### WORK TO DO
Lay out the entries below, from the line containing "outline white cloud, every instance" through the line containing "15), (52, 15)]", as a Markdown table with the columns Row and Line, skipping blank lines and any picture lines.

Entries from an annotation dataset
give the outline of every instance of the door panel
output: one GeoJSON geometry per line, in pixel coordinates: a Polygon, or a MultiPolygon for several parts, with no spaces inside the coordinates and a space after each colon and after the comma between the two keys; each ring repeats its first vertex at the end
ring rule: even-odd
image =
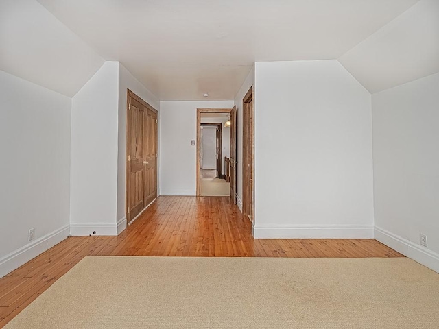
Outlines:
{"type": "Polygon", "coordinates": [[[242,213],[253,221],[254,121],[252,87],[243,99],[242,213]]]}
{"type": "Polygon", "coordinates": [[[127,195],[128,223],[157,197],[157,113],[128,92],[127,195]]]}
{"type": "Polygon", "coordinates": [[[141,105],[132,100],[128,106],[128,219],[139,214],[144,207],[143,185],[143,121],[145,110],[141,105]]]}
{"type": "Polygon", "coordinates": [[[230,197],[236,204],[236,106],[230,112],[230,197]]]}

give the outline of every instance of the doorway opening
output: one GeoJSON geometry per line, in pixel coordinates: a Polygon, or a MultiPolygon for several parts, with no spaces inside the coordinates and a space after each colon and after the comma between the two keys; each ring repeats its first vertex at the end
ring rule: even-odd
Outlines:
{"type": "Polygon", "coordinates": [[[242,99],[242,213],[254,220],[254,112],[253,86],[242,99]]]}
{"type": "Polygon", "coordinates": [[[127,221],[157,198],[157,110],[127,90],[127,221]]]}
{"type": "Polygon", "coordinates": [[[230,180],[232,110],[197,110],[198,196],[232,195],[230,180]]]}

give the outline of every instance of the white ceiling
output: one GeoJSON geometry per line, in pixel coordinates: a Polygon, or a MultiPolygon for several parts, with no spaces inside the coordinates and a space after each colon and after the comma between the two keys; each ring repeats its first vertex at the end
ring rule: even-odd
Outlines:
{"type": "Polygon", "coordinates": [[[39,2],[161,100],[220,100],[255,61],[337,58],[417,0],[39,2]]]}
{"type": "Polygon", "coordinates": [[[104,62],[36,1],[0,1],[0,69],[71,97],[104,62]]]}
{"type": "Polygon", "coordinates": [[[161,100],[229,100],[256,61],[340,58],[377,91],[438,71],[439,0],[418,2],[2,0],[0,69],[71,96],[119,60],[161,100]]]}
{"type": "Polygon", "coordinates": [[[439,0],[423,0],[338,60],[370,93],[439,72],[439,0]]]}

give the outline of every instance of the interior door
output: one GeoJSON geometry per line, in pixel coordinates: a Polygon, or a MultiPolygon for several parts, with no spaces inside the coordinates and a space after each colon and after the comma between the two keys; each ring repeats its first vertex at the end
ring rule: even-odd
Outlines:
{"type": "Polygon", "coordinates": [[[242,213],[253,221],[254,121],[252,87],[243,99],[242,213]]]}
{"type": "Polygon", "coordinates": [[[236,106],[230,111],[230,197],[236,204],[236,106]]]}
{"type": "Polygon", "coordinates": [[[157,111],[128,91],[126,218],[157,197],[157,111]]]}
{"type": "Polygon", "coordinates": [[[144,122],[145,109],[130,99],[128,110],[127,220],[131,221],[145,207],[144,122]]]}
{"type": "Polygon", "coordinates": [[[157,114],[147,109],[145,115],[145,206],[157,197],[157,114]]]}

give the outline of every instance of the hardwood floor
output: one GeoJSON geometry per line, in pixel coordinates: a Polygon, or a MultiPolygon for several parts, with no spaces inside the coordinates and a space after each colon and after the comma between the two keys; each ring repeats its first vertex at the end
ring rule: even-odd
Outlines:
{"type": "Polygon", "coordinates": [[[228,197],[160,197],[118,236],[70,237],[0,279],[0,327],[87,255],[402,257],[373,239],[253,239],[228,197]]]}

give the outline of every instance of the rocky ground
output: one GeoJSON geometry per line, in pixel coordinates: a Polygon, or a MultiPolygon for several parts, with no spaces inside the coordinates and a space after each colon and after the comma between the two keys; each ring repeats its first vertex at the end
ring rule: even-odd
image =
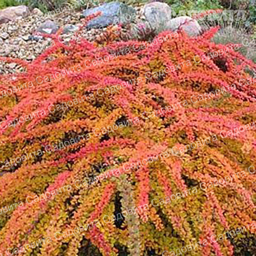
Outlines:
{"type": "MultiPolygon", "coordinates": [[[[143,7],[137,6],[133,8],[124,6],[123,4],[118,3],[117,4],[116,3],[117,2],[111,2],[101,8],[101,11],[103,10],[105,12],[105,15],[106,15],[105,17],[107,18],[112,17],[111,15],[113,15],[113,17],[115,17],[115,12],[116,11],[117,13],[118,12],[118,8],[123,8],[122,12],[125,14],[131,13],[131,11],[135,11],[138,13],[138,12],[141,11],[143,8],[144,8],[143,10],[145,10],[145,15],[146,17],[143,15],[136,15],[136,18],[132,21],[132,24],[134,25],[130,26],[130,28],[134,28],[136,24],[140,23],[145,24],[145,21],[146,20],[147,24],[150,24],[151,28],[153,28],[157,33],[159,33],[164,30],[175,30],[176,27],[179,26],[179,24],[181,22],[184,22],[184,19],[180,19],[180,18],[181,18],[180,17],[169,20],[169,17],[171,16],[171,8],[166,4],[155,2],[148,4],[143,7]],[[118,5],[121,5],[118,6],[118,5]],[[168,22],[166,22],[166,20],[168,22]]],[[[48,43],[49,44],[49,42],[52,40],[50,38],[44,36],[44,34],[38,35],[38,32],[54,34],[60,28],[61,28],[63,29],[62,34],[73,34],[82,24],[82,19],[84,18],[84,16],[82,14],[83,13],[84,14],[84,12],[88,13],[87,15],[90,14],[91,12],[95,13],[98,10],[97,8],[99,7],[90,9],[89,10],[89,12],[88,10],[81,11],[71,10],[51,16],[50,19],[37,22],[35,22],[35,19],[32,15],[33,14],[41,14],[40,11],[38,9],[34,9],[30,12],[26,7],[23,6],[23,9],[20,6],[11,8],[19,8],[19,11],[22,13],[20,15],[23,16],[24,16],[25,12],[28,12],[29,13],[26,13],[25,17],[18,17],[18,22],[19,24],[23,24],[22,26],[13,30],[8,29],[7,32],[5,32],[3,28],[5,26],[12,28],[15,24],[17,24],[16,21],[7,22],[10,19],[14,19],[12,18],[12,15],[13,15],[13,13],[17,12],[13,12],[13,10],[11,10],[11,11],[7,12],[7,14],[4,14],[4,15],[2,13],[3,12],[3,11],[0,12],[0,24],[2,23],[2,25],[0,25],[0,31],[1,31],[0,33],[0,45],[1,46],[0,56],[14,58],[16,55],[16,56],[18,56],[18,58],[30,61],[36,58],[44,51],[44,48],[36,47],[37,46],[47,45],[48,43]],[[7,18],[5,18],[6,16],[7,18]],[[3,18],[3,17],[5,18],[3,18]],[[27,23],[25,23],[25,20],[27,23]],[[38,50],[32,50],[30,52],[25,53],[25,50],[28,51],[29,49],[37,49],[38,50]]],[[[70,9],[71,10],[71,8],[70,9]]],[[[5,10],[4,10],[4,11],[5,10]]],[[[105,21],[107,18],[105,18],[105,21]]],[[[189,21],[192,19],[189,17],[187,18],[190,19],[189,21]]],[[[196,28],[196,34],[197,34],[200,30],[200,26],[197,24],[197,22],[192,20],[192,24],[190,23],[188,26],[188,31],[191,31],[191,24],[193,27],[196,28]]],[[[101,35],[106,29],[106,28],[104,28],[103,29],[92,29],[90,30],[83,37],[90,41],[93,41],[97,39],[97,37],[101,35]]],[[[124,30],[122,31],[123,34],[125,35],[125,33],[127,33],[127,37],[131,36],[131,33],[134,34],[134,30],[127,31],[125,26],[122,29],[124,30]]],[[[68,44],[69,40],[69,39],[66,40],[65,43],[68,44]]],[[[4,61],[0,61],[0,74],[13,73],[22,71],[22,68],[16,63],[9,63],[7,64],[4,61]]]]}

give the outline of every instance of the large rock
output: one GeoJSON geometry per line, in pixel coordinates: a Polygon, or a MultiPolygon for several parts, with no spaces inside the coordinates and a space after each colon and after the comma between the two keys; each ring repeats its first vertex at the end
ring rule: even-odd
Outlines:
{"type": "Polygon", "coordinates": [[[132,20],[132,17],[131,19],[130,17],[125,19],[125,16],[127,14],[131,15],[132,13],[136,13],[136,10],[131,6],[122,3],[112,2],[103,4],[94,8],[86,10],[83,12],[82,15],[84,17],[87,17],[99,11],[102,12],[101,15],[90,20],[87,25],[88,28],[95,26],[107,27],[112,25],[117,19],[118,19],[119,22],[122,23],[124,23],[122,20],[129,22],[132,20]],[[121,17],[123,17],[124,18],[121,19],[121,17]]]}
{"type": "Polygon", "coordinates": [[[30,14],[29,8],[25,5],[8,7],[0,11],[0,24],[26,18],[30,14]]]}
{"type": "Polygon", "coordinates": [[[202,31],[197,20],[187,16],[181,16],[170,19],[166,24],[165,30],[176,31],[180,28],[184,29],[189,36],[199,35],[202,31]]]}
{"type": "Polygon", "coordinates": [[[172,9],[164,3],[147,4],[144,7],[143,13],[150,27],[157,34],[166,30],[166,24],[172,18],[172,9]]]}
{"type": "Polygon", "coordinates": [[[54,22],[48,19],[41,24],[37,31],[44,34],[56,34],[59,28],[54,22]]]}

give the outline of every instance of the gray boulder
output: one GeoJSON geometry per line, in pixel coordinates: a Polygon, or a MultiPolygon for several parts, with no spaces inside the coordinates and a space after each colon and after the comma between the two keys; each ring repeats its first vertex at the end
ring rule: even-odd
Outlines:
{"type": "Polygon", "coordinates": [[[54,22],[47,20],[41,24],[37,31],[44,34],[56,34],[59,28],[54,22]]]}
{"type": "Polygon", "coordinates": [[[26,18],[30,14],[29,8],[25,5],[8,7],[0,11],[0,24],[26,18]]]}
{"type": "Polygon", "coordinates": [[[151,3],[145,5],[143,11],[146,22],[157,34],[166,30],[166,24],[172,18],[172,9],[167,4],[151,3]]]}
{"type": "Polygon", "coordinates": [[[187,16],[181,16],[169,20],[166,24],[165,30],[176,31],[182,28],[189,36],[199,35],[202,28],[197,20],[187,16]]]}
{"type": "Polygon", "coordinates": [[[131,15],[132,13],[136,13],[136,11],[133,7],[122,3],[112,2],[103,4],[97,7],[86,10],[83,12],[82,16],[86,17],[99,11],[102,12],[101,15],[91,20],[87,25],[87,28],[108,27],[108,26],[113,24],[117,19],[119,20],[120,23],[124,23],[123,20],[125,20],[126,23],[130,22],[132,20],[132,17],[131,17],[131,19],[130,17],[128,19],[125,19],[125,16],[126,15],[131,15]],[[123,17],[121,19],[122,20],[120,19],[121,17],[123,17]]]}

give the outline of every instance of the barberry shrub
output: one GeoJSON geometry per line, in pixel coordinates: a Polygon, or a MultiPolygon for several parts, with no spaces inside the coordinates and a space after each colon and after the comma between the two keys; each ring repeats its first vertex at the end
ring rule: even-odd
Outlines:
{"type": "MultiPolygon", "coordinates": [[[[32,62],[17,61],[24,66],[23,72],[0,77],[1,91],[29,81],[34,84],[1,99],[1,121],[7,123],[45,112],[15,126],[5,127],[2,123],[0,206],[23,203],[0,215],[0,252],[11,248],[8,251],[11,253],[11,249],[50,237],[52,242],[36,243],[34,248],[28,246],[23,253],[161,255],[164,250],[176,251],[204,239],[210,242],[213,234],[218,237],[255,221],[256,176],[248,167],[256,166],[252,124],[256,88],[253,82],[240,82],[252,80],[255,67],[231,50],[233,46],[210,42],[216,30],[197,38],[180,32],[178,37],[167,36],[168,40],[139,50],[138,41],[114,40],[98,45],[81,39],[66,46],[56,40],[55,46],[32,62]],[[198,56],[228,46],[229,52],[199,62],[198,56]],[[113,58],[115,55],[117,57],[113,58]],[[90,66],[104,56],[110,60],[90,66]],[[188,60],[190,65],[185,65],[188,60]],[[182,62],[184,66],[164,75],[146,77],[182,62]],[[78,65],[81,70],[67,74],[69,68],[78,65]],[[66,75],[43,81],[66,69],[66,75]],[[36,81],[38,76],[42,78],[42,82],[38,79],[40,84],[36,81]],[[112,87],[131,79],[135,81],[132,84],[107,93],[112,87]],[[223,92],[196,102],[200,95],[217,90],[223,92]],[[86,95],[91,97],[83,97],[84,100],[66,109],[54,112],[50,106],[86,95]],[[195,103],[190,100],[194,95],[195,103]],[[185,101],[187,104],[179,104],[185,101]],[[169,106],[171,111],[161,115],[158,112],[157,116],[158,110],[170,110],[169,106]],[[139,121],[124,124],[132,119],[139,121]],[[121,123],[121,128],[108,134],[102,132],[121,123]],[[222,131],[246,125],[252,128],[225,138],[220,135],[222,131]],[[98,130],[94,133],[95,129],[98,130]],[[84,136],[77,143],[53,150],[54,145],[84,134],[90,138],[84,136]],[[207,138],[213,136],[215,139],[210,143],[207,138]],[[179,153],[175,149],[175,154],[171,154],[175,146],[185,147],[199,141],[201,146],[198,144],[192,150],[179,153]],[[40,156],[29,157],[41,150],[40,156]],[[165,157],[163,153],[166,152],[165,157]],[[5,164],[27,155],[26,161],[5,164]],[[154,161],[135,167],[137,162],[152,157],[154,161]],[[241,173],[243,177],[236,175],[241,173]],[[82,184],[96,176],[104,178],[82,184]],[[222,185],[200,188],[203,182],[214,184],[227,177],[230,180],[222,185]],[[31,202],[56,189],[58,194],[54,196],[31,202]],[[189,189],[186,196],[163,203],[189,189]],[[191,193],[195,189],[197,193],[191,193]],[[154,205],[158,202],[157,206],[151,203],[153,200],[154,205]],[[129,210],[133,214],[117,219],[118,214],[129,210]],[[96,222],[100,224],[96,225],[96,222]],[[79,227],[88,225],[87,230],[77,232],[79,227]],[[77,233],[67,234],[74,229],[77,233]]],[[[165,38],[169,33],[158,37],[165,38]]],[[[232,239],[210,242],[187,253],[253,253],[255,230],[246,229],[232,239]]]]}

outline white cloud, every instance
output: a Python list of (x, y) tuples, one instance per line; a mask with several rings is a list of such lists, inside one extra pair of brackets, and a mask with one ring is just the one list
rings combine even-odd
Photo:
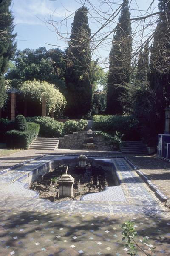
[(54, 19), (65, 17), (71, 13), (60, 2), (48, 0), (14, 0), (12, 10), (15, 23), (30, 25), (42, 25), (44, 18), (49, 18), (50, 15), (52, 15)]

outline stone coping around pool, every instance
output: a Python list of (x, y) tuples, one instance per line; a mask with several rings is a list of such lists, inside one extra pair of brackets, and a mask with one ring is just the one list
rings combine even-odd
[[(43, 154), (42, 155), (41, 155), (40, 156), (39, 156), (38, 157), (35, 157), (34, 158), (32, 158), (31, 159), (29, 159), (27, 161), (20, 163), (19, 164), (17, 164), (17, 165), (15, 165), (14, 166), (11, 166), (11, 167), (10, 167), (9, 168), (8, 168), (7, 169), (5, 169), (3, 171), (1, 171), (0, 172), (0, 175), (2, 175), (3, 174), (5, 174), (5, 173), (6, 172), (10, 172), (10, 171), (13, 170), (15, 170), (16, 169), (17, 169), (17, 168), (18, 168), (18, 167), (20, 167), (21, 166), (23, 166), (25, 164), (28, 164), (28, 163), (29, 163), (33, 161), (35, 161), (36, 160), (37, 160), (38, 159), (40, 159), (41, 158), (42, 158), (42, 159), (43, 159), (43, 158), (46, 157), (46, 156), (51, 156), (54, 157), (63, 157), (64, 158), (65, 158), (65, 157), (66, 158), (65, 159), (65, 160), (70, 160), (71, 158), (72, 158), (72, 157), (75, 157), (75, 158), (76, 158), (76, 157), (79, 156), (79, 154), (76, 154), (76, 153), (75, 154), (53, 154), (53, 153), (51, 153), (51, 154)], [(68, 157), (68, 158), (67, 158), (67, 157)], [(96, 160), (97, 160), (97, 158), (98, 158), (99, 159), (99, 160), (101, 161), (103, 164), (104, 163), (105, 163), (107, 162), (106, 161), (103, 161), (102, 160), (102, 158), (122, 158), (125, 159), (126, 161), (128, 163), (128, 164), (134, 169), (134, 170), (136, 170), (136, 172), (137, 172), (137, 173), (138, 174), (138, 175), (139, 175), (142, 178), (142, 179), (144, 180), (144, 181), (148, 185), (149, 187), (155, 193), (155, 195), (156, 195), (156, 196), (157, 196), (157, 197), (162, 202), (166, 202), (166, 201), (168, 200), (169, 198), (168, 198), (164, 194), (164, 193), (162, 192), (162, 191), (160, 189), (159, 189), (159, 188), (158, 187), (156, 186), (155, 185), (154, 185), (154, 184), (153, 184), (151, 181), (149, 180), (146, 175), (145, 175), (141, 171), (140, 171), (139, 169), (137, 169), (137, 167), (134, 165), (128, 159), (128, 158), (127, 157), (123, 157), (123, 156), (114, 156), (114, 157), (111, 157), (110, 156), (105, 156), (104, 157), (98, 157), (96, 155), (96, 154), (94, 154), (94, 155), (91, 155), (90, 156), (89, 156), (88, 157), (88, 158), (90, 159), (91, 158), (93, 158), (93, 157), (96, 157)], [(47, 170), (47, 168), (49, 168), (49, 167), (51, 165), (52, 166), (52, 164), (54, 162), (51, 160), (50, 160), (48, 161), (47, 161), (46, 163), (42, 163), (40, 166), (38, 166), (38, 168), (35, 168), (33, 169), (32, 169), (30, 171), (28, 172), (27, 172), (26, 174), (25, 173), (25, 172), (23, 170), (23, 171), (20, 170), (20, 172), (23, 172), (24, 173), (23, 174), (23, 175), (22, 176), (22, 177), (18, 178), (18, 179), (17, 180), (17, 181), (18, 182), (22, 182), (22, 183), (23, 184), (23, 187), (24, 189), (26, 189), (28, 191), (28, 189), (29, 189), (29, 183), (30, 183), (31, 182), (32, 180), (31, 180), (31, 179), (33, 178), (35, 178), (35, 180), (37, 178), (37, 176), (39, 175), (43, 175), (44, 174), (45, 174), (45, 173), (47, 173), (47, 172), (48, 172), (48, 170)], [(109, 163), (108, 162), (108, 163)], [(110, 164), (111, 164), (111, 163), (110, 163)], [(41, 169), (42, 168), (44, 168), (44, 167), (45, 168), (45, 169), (46, 170), (46, 172), (44, 173), (42, 172), (41, 172)], [(119, 183), (120, 184), (121, 183), (121, 179), (119, 177), (119, 173), (118, 173), (118, 172), (116, 172), (116, 170), (115, 170), (115, 172), (116, 172), (116, 175), (117, 175), (117, 177), (118, 178), (118, 180), (119, 180)], [(34, 181), (34, 180), (33, 180), (33, 181)], [(38, 196), (38, 195), (39, 195), (38, 193), (36, 192), (34, 192), (35, 195), (35, 197), (36, 198), (37, 198)], [(99, 193), (102, 193), (102, 192), (100, 192)], [(39, 196), (39, 195), (38, 195)], [(34, 196), (33, 197), (34, 197)]]
[[(69, 160), (69, 159), (74, 160), (76, 159), (75, 156), (47, 155), (42, 158), (43, 160), (41, 159), (37, 162), (40, 162), (41, 165), (47, 164), (50, 166), (51, 163), (51, 162), (55, 161), (55, 159), (58, 160), (61, 163), (61, 160), (64, 159)], [(108, 157), (96, 157), (95, 159), (97, 161), (100, 160), (104, 161), (107, 164), (112, 163), (114, 165), (121, 180), (121, 185), (116, 187), (121, 187), (125, 198), (125, 201), (122, 200), (118, 200), (117, 201), (116, 200), (115, 201), (111, 200), (107, 201), (103, 197), (100, 198), (101, 201), (97, 201), (97, 201), (95, 198), (94, 200), (91, 198), (90, 201), (73, 200), (52, 203), (48, 200), (40, 198), (38, 193), (28, 189), (28, 183), (26, 182), (28, 179), (28, 174), (30, 172), (28, 170), (28, 166), (34, 166), (35, 163), (33, 161), (33, 163), (31, 162), (29, 164), (26, 164), (27, 170), (22, 169), (23, 168), (21, 168), (20, 166), (18, 168), (20, 169), (20, 172), (15, 169), (2, 175), (0, 180), (2, 186), (0, 187), (1, 207), (7, 211), (12, 207), (22, 209), (23, 210), (27, 210), (28, 209), (31, 210), (46, 212), (57, 211), (83, 214), (97, 213), (100, 215), (119, 216), (144, 214), (148, 216), (161, 216), (162, 215), (168, 215), (169, 214), (167, 208), (160, 202), (154, 193), (143, 182), (142, 178), (125, 159), (113, 157), (109, 159)], [(40, 165), (40, 163), (37, 163)], [(38, 171), (38, 168), (34, 169), (37, 175), (36, 170)], [(46, 169), (44, 169), (44, 170)], [(25, 180), (24, 183), (21, 182), (24, 181), (24, 179)], [(8, 182), (7, 184), (6, 182)], [(111, 190), (111, 187), (109, 187), (110, 189), (105, 191), (107, 192), (107, 190)], [(119, 197), (117, 193), (113, 196), (112, 195), (110, 196)]]

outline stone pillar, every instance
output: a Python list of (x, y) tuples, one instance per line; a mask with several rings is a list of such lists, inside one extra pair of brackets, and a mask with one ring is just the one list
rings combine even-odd
[(11, 93), (11, 120), (14, 120), (15, 118), (16, 98), (16, 93)]
[(51, 110), (51, 113), (50, 113), (50, 117), (53, 117), (54, 118), (54, 111), (53, 110)]
[(165, 109), (165, 134), (170, 134), (170, 108)]
[(24, 100), (24, 116), (27, 116), (27, 99), (25, 98)]
[(42, 96), (42, 111), (41, 112), (41, 116), (46, 116), (46, 98), (45, 96), (44, 95)]

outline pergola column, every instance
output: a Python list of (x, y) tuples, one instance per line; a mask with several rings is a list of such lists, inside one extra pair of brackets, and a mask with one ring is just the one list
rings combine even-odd
[(54, 110), (51, 110), (50, 112), (50, 117), (54, 117)]
[(26, 98), (25, 98), (24, 100), (24, 116), (27, 116), (27, 99)]
[(41, 112), (41, 116), (46, 116), (46, 98), (45, 96), (42, 96), (42, 111)]
[(14, 120), (15, 118), (16, 98), (16, 93), (11, 93), (11, 120)]

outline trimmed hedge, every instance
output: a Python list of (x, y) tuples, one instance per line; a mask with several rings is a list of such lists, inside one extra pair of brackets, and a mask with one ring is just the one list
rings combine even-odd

### RESULT FOR THIS TASK
| Row | Line |
|---|---|
| 1 | outline white cloud, every instance |
| 2 | output: a Python list of (x, y) tuples, one instance per line; a mask with several rings is a list of such lists, inside one extra pair of brackets, and a mask with one ring is just the one list |
| 3 | rings combine even-odd |
| 4 | Photo: |
| 5 | [(54, 19), (65, 17), (71, 13), (60, 2), (48, 0), (14, 0), (12, 10), (15, 23), (30, 25), (42, 25), (44, 18), (49, 18), (50, 15), (52, 15)] |